> **AIM OF THE TASK**: Exactly as written, transcribe the lines that run from the one containing "Note: point to the tree" to the end of the records below.

> **Location identification items**:
Begin

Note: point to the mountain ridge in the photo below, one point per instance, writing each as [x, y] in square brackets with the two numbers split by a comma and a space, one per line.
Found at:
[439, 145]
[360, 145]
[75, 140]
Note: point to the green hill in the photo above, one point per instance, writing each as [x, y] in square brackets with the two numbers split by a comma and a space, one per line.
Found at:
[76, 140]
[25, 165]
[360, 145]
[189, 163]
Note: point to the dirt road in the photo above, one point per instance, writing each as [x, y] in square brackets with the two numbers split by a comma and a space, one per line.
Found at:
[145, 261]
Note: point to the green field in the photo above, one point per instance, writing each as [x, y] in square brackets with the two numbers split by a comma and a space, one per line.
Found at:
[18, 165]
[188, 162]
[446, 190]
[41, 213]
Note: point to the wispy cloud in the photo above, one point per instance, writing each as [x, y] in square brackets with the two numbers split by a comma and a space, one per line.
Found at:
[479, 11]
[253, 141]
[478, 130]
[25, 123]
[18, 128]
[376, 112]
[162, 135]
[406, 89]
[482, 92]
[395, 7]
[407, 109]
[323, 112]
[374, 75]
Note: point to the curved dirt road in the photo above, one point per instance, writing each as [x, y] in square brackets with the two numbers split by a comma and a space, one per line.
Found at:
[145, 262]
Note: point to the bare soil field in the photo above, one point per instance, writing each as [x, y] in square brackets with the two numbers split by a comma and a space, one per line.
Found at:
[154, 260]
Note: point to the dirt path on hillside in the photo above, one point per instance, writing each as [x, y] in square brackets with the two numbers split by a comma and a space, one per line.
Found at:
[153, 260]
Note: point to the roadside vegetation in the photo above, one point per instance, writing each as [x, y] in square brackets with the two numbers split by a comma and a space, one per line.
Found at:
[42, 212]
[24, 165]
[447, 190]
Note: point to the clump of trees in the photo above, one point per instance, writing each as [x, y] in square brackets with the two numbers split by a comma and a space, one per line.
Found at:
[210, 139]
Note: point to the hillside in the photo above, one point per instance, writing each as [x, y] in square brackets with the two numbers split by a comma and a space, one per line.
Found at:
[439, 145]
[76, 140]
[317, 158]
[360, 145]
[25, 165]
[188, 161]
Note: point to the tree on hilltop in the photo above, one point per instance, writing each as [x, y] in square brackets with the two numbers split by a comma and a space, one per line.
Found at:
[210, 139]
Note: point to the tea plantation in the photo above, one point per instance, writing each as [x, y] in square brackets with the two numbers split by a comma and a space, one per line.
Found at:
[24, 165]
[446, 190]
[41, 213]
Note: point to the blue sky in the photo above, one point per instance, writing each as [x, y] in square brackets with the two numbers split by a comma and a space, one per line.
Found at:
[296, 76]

End

> **RESULT FOR THIS EXERCISE**:
Note: point to the tree on hilltop in the photo above, one point per instance, writing each as [x, y] in square brackets with the two numbers split by a comma and a space, one per line.
Found at:
[210, 139]
Note: point to the tea plantation in the photo above, one point per instance, writing each as [x, y] in square brackets with the two numbers split by a comma and a space, one per line.
Found at:
[24, 165]
[446, 190]
[41, 213]
Note: point to the blue sky in the photo above, one point per instance, writing each as [x, y] in square brackets with the two numbers split by a comma and a space, one per line.
Found at:
[296, 76]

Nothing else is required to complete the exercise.